WHAT IS ASKED: Return every line of the records that contains the string "backrest", copied unchanged.
▶
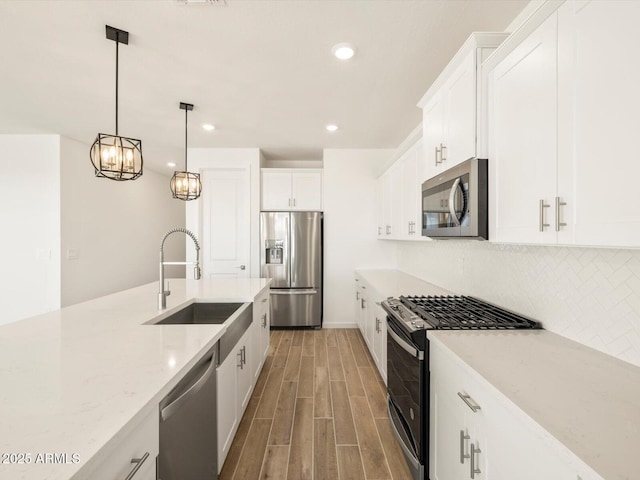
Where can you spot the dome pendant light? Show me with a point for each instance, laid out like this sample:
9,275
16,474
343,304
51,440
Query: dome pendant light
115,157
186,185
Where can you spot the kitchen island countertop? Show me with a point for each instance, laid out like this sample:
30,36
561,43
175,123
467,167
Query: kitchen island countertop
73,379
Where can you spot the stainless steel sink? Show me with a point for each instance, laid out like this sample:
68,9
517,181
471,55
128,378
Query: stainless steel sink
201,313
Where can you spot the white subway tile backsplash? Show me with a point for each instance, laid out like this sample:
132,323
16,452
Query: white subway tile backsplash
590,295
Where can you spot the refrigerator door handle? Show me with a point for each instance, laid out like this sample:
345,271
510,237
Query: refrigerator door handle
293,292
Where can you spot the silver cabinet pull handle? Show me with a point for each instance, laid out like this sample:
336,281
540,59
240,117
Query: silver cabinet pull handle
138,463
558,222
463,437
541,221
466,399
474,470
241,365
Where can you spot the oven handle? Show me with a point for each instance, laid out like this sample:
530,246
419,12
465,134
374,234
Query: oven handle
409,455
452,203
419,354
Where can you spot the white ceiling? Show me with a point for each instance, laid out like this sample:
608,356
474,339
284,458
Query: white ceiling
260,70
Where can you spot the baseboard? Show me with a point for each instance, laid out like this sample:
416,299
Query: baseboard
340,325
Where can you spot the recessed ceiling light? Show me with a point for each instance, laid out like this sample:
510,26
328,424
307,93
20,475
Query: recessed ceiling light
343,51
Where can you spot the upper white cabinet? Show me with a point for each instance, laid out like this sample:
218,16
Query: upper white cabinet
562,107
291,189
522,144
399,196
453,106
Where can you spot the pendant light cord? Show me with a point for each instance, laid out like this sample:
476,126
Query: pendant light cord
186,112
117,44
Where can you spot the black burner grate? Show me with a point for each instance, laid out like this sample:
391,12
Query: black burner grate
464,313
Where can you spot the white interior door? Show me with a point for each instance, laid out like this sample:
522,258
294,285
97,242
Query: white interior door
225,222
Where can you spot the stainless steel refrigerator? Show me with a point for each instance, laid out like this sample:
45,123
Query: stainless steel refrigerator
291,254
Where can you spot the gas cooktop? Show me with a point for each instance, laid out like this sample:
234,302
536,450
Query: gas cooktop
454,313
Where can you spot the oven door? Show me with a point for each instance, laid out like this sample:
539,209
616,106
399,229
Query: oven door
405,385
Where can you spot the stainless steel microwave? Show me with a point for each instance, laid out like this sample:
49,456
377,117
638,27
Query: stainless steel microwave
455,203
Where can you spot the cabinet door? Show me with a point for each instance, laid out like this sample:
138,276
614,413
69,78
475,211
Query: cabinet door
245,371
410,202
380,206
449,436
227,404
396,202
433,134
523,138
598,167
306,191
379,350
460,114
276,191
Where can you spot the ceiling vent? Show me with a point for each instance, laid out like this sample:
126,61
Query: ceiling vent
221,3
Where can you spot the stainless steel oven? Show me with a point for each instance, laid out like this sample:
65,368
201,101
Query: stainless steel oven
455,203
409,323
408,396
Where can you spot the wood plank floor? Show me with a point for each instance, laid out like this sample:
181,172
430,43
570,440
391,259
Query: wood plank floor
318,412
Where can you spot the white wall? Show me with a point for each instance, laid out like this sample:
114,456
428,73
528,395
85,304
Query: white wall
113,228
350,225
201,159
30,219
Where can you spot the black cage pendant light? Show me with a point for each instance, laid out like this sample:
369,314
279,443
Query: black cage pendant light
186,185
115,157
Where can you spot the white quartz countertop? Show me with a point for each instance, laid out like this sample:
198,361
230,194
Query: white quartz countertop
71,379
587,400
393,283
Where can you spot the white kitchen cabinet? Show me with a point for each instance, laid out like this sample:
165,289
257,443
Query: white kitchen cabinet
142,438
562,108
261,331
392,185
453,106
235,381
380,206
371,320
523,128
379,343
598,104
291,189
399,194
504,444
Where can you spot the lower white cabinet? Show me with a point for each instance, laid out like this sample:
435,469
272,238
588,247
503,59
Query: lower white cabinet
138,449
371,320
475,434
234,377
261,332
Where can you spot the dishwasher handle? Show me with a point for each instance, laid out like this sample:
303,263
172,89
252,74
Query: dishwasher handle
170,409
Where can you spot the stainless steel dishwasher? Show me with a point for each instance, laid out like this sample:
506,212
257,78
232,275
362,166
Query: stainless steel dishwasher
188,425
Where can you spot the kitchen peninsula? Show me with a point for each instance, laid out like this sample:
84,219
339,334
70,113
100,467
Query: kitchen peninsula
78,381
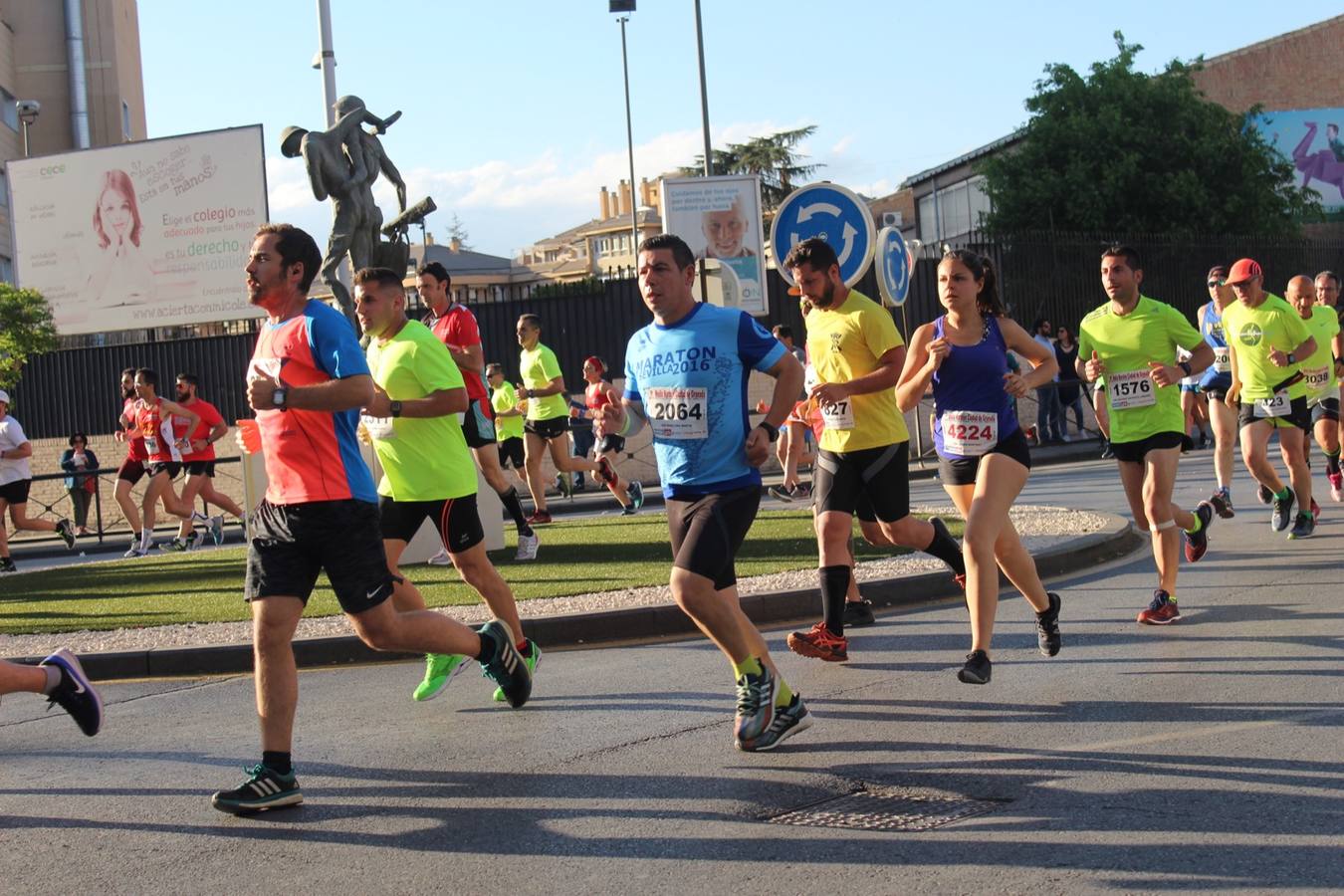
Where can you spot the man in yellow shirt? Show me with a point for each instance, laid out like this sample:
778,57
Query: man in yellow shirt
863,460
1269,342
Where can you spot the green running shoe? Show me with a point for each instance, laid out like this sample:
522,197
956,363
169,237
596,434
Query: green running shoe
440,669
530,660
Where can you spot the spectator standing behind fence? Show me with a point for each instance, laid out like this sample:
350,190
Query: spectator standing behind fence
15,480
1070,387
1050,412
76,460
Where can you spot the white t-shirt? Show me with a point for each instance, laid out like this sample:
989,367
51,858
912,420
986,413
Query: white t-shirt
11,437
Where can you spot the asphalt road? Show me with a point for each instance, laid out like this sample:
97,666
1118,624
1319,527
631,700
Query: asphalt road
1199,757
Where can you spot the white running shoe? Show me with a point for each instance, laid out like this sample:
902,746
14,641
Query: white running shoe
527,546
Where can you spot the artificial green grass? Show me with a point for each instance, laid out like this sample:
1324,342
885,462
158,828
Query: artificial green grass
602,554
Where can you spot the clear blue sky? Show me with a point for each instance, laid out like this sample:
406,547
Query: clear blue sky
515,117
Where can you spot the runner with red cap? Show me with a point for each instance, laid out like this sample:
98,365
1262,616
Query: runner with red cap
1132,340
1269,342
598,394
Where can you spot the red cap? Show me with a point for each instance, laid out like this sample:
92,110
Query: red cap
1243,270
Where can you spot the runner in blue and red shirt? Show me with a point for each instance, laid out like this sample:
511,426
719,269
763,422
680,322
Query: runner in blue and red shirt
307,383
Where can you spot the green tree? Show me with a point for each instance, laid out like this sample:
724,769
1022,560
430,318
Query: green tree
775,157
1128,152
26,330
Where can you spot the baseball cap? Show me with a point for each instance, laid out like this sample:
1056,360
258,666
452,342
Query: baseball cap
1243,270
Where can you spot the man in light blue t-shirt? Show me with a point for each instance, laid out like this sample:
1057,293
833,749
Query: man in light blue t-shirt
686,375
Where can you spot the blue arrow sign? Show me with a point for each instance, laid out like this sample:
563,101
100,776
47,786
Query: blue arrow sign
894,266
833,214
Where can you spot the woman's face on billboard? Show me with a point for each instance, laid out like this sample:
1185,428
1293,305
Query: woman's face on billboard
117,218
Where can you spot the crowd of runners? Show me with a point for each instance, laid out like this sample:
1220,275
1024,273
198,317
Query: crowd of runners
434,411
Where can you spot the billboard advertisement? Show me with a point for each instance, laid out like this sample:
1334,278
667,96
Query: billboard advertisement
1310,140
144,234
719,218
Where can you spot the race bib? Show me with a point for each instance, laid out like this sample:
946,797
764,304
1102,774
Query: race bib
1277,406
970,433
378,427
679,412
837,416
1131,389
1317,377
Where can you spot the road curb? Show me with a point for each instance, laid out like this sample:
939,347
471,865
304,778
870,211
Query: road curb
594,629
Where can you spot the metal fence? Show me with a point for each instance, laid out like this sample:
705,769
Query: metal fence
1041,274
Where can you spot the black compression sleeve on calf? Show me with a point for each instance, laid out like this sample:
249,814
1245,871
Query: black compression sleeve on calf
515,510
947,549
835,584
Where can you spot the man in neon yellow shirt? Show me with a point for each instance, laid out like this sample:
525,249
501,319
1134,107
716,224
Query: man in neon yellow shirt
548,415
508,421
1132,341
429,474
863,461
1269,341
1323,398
◀
▶
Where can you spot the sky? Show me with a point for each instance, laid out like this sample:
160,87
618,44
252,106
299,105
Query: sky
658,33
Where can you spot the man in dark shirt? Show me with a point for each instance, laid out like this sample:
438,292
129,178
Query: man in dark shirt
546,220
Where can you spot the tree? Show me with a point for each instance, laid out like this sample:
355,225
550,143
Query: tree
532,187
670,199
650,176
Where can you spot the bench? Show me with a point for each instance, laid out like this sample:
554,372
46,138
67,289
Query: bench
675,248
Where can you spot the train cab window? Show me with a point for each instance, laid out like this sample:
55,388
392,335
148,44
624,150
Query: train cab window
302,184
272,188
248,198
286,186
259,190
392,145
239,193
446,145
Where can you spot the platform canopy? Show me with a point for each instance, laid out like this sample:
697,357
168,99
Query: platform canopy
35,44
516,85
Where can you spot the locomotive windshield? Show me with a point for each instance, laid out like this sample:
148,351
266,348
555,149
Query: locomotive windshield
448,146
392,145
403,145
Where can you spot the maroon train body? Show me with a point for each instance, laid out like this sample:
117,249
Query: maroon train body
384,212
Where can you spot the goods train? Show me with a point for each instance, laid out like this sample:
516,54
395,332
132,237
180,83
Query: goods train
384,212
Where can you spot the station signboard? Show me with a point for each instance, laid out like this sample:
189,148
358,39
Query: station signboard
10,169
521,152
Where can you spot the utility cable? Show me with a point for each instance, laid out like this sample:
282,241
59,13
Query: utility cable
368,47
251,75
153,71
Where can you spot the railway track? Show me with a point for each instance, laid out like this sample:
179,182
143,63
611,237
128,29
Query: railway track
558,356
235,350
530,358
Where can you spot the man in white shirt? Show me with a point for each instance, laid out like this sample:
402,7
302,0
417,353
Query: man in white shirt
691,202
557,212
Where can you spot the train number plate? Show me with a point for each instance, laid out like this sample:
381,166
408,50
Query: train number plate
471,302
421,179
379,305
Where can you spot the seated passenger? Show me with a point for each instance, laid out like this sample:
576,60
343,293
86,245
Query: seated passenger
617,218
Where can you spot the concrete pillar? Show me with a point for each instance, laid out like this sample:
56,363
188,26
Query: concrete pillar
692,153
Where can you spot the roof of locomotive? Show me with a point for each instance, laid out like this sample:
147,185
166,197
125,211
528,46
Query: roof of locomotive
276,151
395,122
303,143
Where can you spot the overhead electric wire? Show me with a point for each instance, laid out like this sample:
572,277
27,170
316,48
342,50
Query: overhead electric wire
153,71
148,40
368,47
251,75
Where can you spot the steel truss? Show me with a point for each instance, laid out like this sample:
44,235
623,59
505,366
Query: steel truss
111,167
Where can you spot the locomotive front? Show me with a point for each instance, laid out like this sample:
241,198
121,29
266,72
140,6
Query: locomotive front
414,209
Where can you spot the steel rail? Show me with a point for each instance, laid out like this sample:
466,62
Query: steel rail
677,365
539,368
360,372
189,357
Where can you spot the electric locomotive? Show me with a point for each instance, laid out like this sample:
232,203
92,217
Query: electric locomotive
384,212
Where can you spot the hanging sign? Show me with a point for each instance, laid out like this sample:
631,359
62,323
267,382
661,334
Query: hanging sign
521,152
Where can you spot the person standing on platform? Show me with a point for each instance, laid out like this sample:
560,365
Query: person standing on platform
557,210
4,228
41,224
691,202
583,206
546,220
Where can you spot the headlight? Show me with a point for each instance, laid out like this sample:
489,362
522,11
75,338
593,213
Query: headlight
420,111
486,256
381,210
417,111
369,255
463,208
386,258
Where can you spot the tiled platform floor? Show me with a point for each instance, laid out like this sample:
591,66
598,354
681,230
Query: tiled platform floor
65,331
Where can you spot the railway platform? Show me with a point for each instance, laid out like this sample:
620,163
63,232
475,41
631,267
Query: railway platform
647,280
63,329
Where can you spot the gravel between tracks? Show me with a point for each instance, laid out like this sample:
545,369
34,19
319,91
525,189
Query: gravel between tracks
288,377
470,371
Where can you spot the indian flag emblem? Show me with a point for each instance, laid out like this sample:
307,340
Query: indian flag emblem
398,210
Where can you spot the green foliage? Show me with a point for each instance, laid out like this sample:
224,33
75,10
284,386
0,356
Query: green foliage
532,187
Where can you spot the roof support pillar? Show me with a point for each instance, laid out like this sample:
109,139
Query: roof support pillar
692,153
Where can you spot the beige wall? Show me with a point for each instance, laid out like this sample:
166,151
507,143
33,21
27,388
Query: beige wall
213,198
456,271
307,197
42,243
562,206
◀
▶
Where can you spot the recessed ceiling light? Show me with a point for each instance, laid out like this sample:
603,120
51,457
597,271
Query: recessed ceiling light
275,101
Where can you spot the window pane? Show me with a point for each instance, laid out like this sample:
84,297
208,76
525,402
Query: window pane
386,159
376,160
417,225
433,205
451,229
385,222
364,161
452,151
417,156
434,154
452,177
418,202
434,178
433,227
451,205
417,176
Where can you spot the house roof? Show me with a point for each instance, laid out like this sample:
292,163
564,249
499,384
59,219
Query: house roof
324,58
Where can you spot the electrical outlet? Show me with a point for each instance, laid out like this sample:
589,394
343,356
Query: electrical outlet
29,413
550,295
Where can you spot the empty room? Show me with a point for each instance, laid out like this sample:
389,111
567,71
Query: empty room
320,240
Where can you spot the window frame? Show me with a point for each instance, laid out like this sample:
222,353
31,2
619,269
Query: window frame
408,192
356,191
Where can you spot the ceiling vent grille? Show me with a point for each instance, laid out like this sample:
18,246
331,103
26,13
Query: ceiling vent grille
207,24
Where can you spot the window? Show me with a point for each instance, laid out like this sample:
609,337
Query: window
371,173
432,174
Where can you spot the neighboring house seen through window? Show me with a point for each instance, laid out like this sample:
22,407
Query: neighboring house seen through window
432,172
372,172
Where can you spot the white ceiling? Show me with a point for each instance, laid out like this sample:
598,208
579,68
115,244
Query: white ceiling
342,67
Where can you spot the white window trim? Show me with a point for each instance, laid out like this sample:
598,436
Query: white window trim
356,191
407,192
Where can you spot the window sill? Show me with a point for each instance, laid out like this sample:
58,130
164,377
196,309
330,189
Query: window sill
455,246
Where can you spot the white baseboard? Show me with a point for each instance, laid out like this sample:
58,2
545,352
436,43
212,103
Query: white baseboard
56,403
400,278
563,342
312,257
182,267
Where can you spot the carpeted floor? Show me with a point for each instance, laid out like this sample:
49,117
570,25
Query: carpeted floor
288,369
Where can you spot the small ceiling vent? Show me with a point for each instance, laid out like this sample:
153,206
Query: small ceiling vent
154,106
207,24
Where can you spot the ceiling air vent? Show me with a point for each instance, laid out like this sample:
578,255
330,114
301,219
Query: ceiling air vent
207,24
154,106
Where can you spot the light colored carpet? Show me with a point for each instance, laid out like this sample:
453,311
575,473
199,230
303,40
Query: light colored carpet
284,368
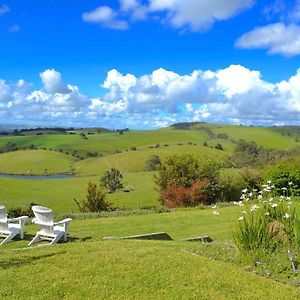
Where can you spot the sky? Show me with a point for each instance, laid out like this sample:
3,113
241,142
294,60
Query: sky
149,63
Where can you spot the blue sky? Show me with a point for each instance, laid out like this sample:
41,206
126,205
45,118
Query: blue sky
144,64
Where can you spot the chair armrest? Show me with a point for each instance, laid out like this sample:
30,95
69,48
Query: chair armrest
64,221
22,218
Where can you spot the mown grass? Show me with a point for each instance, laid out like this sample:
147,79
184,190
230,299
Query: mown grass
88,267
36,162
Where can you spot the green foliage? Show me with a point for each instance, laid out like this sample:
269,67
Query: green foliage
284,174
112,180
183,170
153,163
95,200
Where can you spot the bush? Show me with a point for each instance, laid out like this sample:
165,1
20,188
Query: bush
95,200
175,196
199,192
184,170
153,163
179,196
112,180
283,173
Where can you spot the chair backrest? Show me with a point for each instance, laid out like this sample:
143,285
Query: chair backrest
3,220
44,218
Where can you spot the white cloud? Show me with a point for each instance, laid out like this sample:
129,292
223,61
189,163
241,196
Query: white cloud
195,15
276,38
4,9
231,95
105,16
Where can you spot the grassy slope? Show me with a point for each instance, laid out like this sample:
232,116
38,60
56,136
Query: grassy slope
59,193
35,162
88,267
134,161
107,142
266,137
◀
RESPONSE TO THE EXERCISE:
Where can you spot the chair backrest? Show me with a point for each instance, laid out like this sample:
Query: chair backrest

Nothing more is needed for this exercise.